SUPPLIED TEXT:

◆ ◆ ◆

# First Impressions from a new Fulltimer



## 96489 (Oct 11, 2005)

Hi,

We have now been living in our RV full time for 2 months and would like to give a bit of an update on our experience.
We moved from a 4 bedroom detached house and have been amazed at how quickly you get used to more confined living. As long as the RV is well laid out then it is easy, as long as everything has it’s place and is put back in it when not in use.
We are in the South of France and are planning to stay here until probably Xmas and then move into Spain for the winter.
We have a 33’ 1997 Allegro Bus motorhome with a 13’ box trailer. The RV is low mileage, 27,000, and is powered by a Chevy 454 7.4 Litre petrol engine with an LPG conversion. We have fitted 200Watts of Solar Panel
On the move down here we had a bit of a nightmare journey. On the M20 heading for Dover we heard a bang. All seemed OK, but I stopped and had a look around before concluding that we had probably hit something in the road. The following day meandering through Northern France we heard the same bang again, but again could find nothing wrong. A couple of hours later on the A24 Autoroute we heard another big bang and the nearside rear end sunk. We had had a blowout. We pulled over and when I investigated I found that both rear tyres on that side had blown. We called out the recovery service and 2 new tyres and 1,400 Euros later we were on the move again. We stayed the night at the next service area and after a careful check around the RV I discovered that the offside inner rear tyre had burst. Fortunately we still had a spare tyre. I then found that we did not have a large enough socket for the wheel nuts, 27mm. Fortunately we had motorcycles in the trailer so I rode off to the nearest town to find a tyre stockist. We found one and I borrowed a socket. On returning to the RV I found that the socket needed to be long reach, and so we drove slowly to the garage where he changed the wheel for us. We tried to buy a new tyre but even after ringing around he could not locate a tyre. We had no choice but to carry on without a spare tyre.

◆ ◆ ◆

REQUESTS:
1) Answer these questions using the forum post about full-time RV living:
(a) How long have the writers been living in their RV full time?
(b) What engine powers the RV?
(c) What size socket did the wheel nuts need?
2) Summarize the forum post about full-time RV living in two sentences.

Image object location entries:
◆ ◆ ◆

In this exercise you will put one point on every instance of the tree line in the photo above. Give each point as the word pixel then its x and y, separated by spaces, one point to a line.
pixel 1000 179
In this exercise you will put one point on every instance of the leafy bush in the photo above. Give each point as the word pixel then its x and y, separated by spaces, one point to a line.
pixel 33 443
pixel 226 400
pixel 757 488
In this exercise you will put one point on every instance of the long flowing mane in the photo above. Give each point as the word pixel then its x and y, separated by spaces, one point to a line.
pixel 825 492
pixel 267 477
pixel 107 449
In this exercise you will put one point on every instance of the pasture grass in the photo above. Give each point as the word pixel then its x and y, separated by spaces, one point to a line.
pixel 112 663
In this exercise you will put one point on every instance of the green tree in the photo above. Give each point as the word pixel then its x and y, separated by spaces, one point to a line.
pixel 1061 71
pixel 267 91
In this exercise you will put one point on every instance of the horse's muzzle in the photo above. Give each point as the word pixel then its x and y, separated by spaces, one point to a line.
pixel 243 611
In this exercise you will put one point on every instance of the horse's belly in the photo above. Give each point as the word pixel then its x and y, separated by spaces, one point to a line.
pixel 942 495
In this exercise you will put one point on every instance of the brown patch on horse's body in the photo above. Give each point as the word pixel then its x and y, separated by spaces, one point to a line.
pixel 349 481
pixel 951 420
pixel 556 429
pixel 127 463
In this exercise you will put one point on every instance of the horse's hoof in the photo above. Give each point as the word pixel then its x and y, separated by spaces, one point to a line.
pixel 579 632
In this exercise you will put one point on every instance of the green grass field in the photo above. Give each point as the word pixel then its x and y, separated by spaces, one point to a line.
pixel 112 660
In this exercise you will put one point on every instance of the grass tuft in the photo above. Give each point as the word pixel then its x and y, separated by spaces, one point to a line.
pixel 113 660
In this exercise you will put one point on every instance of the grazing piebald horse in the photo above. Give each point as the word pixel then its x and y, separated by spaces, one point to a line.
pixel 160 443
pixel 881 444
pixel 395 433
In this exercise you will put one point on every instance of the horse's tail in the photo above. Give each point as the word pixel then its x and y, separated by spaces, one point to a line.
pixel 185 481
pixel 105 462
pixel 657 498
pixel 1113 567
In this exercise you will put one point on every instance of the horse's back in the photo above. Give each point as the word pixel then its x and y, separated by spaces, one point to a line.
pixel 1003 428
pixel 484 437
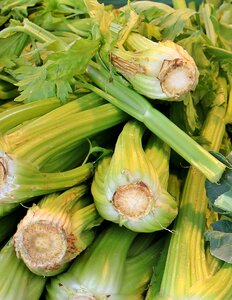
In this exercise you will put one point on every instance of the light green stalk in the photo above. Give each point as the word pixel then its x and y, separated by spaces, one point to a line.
pixel 36 144
pixel 158 270
pixel 97 273
pixel 158 153
pixel 14 116
pixel 127 189
pixel 228 117
pixel 21 181
pixel 56 230
pixel 134 104
pixel 24 152
pixel 186 261
pixel 16 281
pixel 9 223
pixel 106 271
pixel 161 70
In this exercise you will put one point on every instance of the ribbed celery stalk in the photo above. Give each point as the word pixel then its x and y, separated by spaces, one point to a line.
pixel 105 271
pixel 8 224
pixel 137 106
pixel 21 113
pixel 127 191
pixel 56 230
pixel 16 281
pixel 158 153
pixel 27 140
pixel 158 270
pixel 97 273
pixel 228 117
pixel 26 149
pixel 38 144
pixel 139 269
pixel 21 181
pixel 186 261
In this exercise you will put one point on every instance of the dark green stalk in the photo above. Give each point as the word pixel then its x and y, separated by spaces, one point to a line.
pixel 186 262
pixel 138 107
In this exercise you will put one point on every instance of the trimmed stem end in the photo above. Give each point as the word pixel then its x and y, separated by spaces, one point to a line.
pixel 44 248
pixel 133 200
pixel 177 77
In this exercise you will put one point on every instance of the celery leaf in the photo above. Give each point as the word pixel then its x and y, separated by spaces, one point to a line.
pixel 220 240
pixel 54 77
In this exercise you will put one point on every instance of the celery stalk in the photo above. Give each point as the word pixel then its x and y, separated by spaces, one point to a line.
pixel 158 153
pixel 217 286
pixel 186 261
pixel 56 230
pixel 97 273
pixel 106 270
pixel 37 144
pixel 21 181
pixel 19 114
pixel 16 281
pixel 137 106
pixel 127 191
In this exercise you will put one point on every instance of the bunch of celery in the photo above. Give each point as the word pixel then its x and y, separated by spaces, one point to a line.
pixel 32 157
pixel 58 73
pixel 126 185
pixel 187 244
pixel 118 265
pixel 166 72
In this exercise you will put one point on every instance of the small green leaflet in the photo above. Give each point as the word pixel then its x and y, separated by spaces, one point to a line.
pixel 220 200
pixel 220 240
pixel 54 77
pixel 18 8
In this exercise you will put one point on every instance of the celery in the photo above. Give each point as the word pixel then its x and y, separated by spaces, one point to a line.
pixel 161 70
pixel 16 281
pixel 9 223
pixel 126 187
pixel 56 230
pixel 217 286
pixel 21 113
pixel 134 104
pixel 158 153
pixel 30 147
pixel 21 181
pixel 186 262
pixel 106 271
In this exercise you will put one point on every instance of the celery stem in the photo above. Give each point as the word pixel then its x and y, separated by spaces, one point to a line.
pixel 137 106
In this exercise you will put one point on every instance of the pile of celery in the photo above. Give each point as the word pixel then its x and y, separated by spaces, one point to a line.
pixel 115 150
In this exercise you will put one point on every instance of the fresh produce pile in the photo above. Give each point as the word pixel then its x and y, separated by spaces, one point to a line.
pixel 115 150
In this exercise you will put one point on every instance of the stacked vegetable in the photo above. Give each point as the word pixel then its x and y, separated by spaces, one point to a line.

◆ ◆ ◆

THE SOLUTIONS:
1)
(a) 2 months.
(b) A Chevy 454 7.4 liter gasoline engine with an LPG conversion.
(c) 27mm.

2) After two months of living full time in an RV, having moved from a four-bedroom detached house, the writers find confined living easy as long as the RV is well laid out and everything is put back in its place. They are now in the South of France and plan to head into Spain for the winter, but the trip down was a nightmare: three rear tires burst, a recovery call-out cost 1,400 euros, and they had to carry on without a spare.